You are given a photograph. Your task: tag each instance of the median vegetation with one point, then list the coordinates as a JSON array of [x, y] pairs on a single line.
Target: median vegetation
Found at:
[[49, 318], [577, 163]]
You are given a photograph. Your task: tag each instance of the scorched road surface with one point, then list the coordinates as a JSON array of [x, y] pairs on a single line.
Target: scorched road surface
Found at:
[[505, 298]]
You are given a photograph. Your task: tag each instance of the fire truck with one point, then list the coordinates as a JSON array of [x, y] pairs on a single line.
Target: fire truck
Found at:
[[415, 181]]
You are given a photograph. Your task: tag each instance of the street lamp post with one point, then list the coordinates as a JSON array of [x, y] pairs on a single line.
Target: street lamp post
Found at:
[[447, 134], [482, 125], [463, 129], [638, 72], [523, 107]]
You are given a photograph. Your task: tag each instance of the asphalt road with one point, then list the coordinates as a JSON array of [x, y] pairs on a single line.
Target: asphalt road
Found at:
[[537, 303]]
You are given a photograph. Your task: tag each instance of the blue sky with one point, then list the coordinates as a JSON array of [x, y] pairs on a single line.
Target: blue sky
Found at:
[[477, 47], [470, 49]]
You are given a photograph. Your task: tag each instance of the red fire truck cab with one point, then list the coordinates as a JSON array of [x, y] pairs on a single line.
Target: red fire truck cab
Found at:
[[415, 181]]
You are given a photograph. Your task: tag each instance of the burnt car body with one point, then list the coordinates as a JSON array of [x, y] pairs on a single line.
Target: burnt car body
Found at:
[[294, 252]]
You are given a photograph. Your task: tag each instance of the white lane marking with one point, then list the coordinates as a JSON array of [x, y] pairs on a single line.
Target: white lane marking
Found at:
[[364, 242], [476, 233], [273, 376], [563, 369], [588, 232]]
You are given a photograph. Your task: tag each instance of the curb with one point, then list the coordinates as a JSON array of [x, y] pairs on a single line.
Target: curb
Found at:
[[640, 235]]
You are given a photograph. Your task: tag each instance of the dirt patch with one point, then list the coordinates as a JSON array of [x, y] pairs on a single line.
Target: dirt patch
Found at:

####

**Your instructions**
Write out every line of the records above as a JSON list of strings, one string per line, and skip any blank lines.

**Response**
[
  "You are given a photograph. Your task: tag each instance of the median vegetation with one point, then list the coordinates as a JSON array of [x, y] pairs on a single line.",
  "Target: median vegetation",
  "Found at:",
  "[[49, 318], [577, 163]]",
  "You are given a photograph. Your task: tag each instance of the scorched road surface with one point, then list the coordinates as a JSON array of [x, y] pairs on a single line.",
  "Target: scorched road surface",
  "Found at:",
  "[[505, 298]]",
  "You are given a photograph. Your task: tag each instance of the fire truck with one point, then list the coordinates as a JSON array of [x, y] pairs on a single line.",
  "Target: fire truck",
  "Found at:",
  "[[415, 181]]",
  "You are given a photograph. Your task: tag each instance of the street lamp post with one point, then list the coordinates as a JSON array of [x, y] pairs on a single line.",
  "Target: street lamp post",
  "Found at:",
  "[[447, 134], [482, 125], [463, 129], [638, 72], [523, 107]]",
  "You are given a photograph. Your task: tag each instance of the asphalt road with one point, then list the coordinates as a JSON array of [x, y] pairs on a single line.",
  "Target: asphalt road",
  "Found at:",
  "[[537, 303]]",
  "You are given a photograph. Your task: tag each instance of the blue sky with one point, then list the coordinates as a JSON array of [x, y] pairs on a single line.",
  "Target: blue sky",
  "Found at:",
  "[[477, 47], [470, 49]]",
  "You are given a photograph. Your task: tag each instance of the red fire truck cab with one point, then list the coordinates as a JSON array of [x, y] pairs on a single line.",
  "Target: red fire truck cab",
  "Found at:",
  "[[415, 181]]",
  "You are given a photograph. Your task: tag each instance of the burnt car body with one point, then list the coordinates as a JSON array of [x, y] pairs on a single line.",
  "Target: burnt car body",
  "Found at:",
  "[[294, 252]]",
  "You are given a photograph. Your task: tag each instance of the white lane marking with one point, then list the coordinates as a JSON array of [x, y] pairs on a single line.",
  "Target: white lane marking",
  "Found at:",
  "[[364, 242], [476, 233], [273, 376], [563, 369], [588, 232]]",
  "You are given a photograph. Your task: tag each instance of the curb with one point, then list the coordinates as a JSON array of [x, y] pairs on a single line.",
  "Target: curb",
  "Found at:",
  "[[640, 235]]",
  "You are given a photograph. Your task: tag each instance of the dirt patch with one point, then list the coordinates as a JSON array of [x, y] pairs on a single line.",
  "Target: dirt patch",
  "Found at:"
]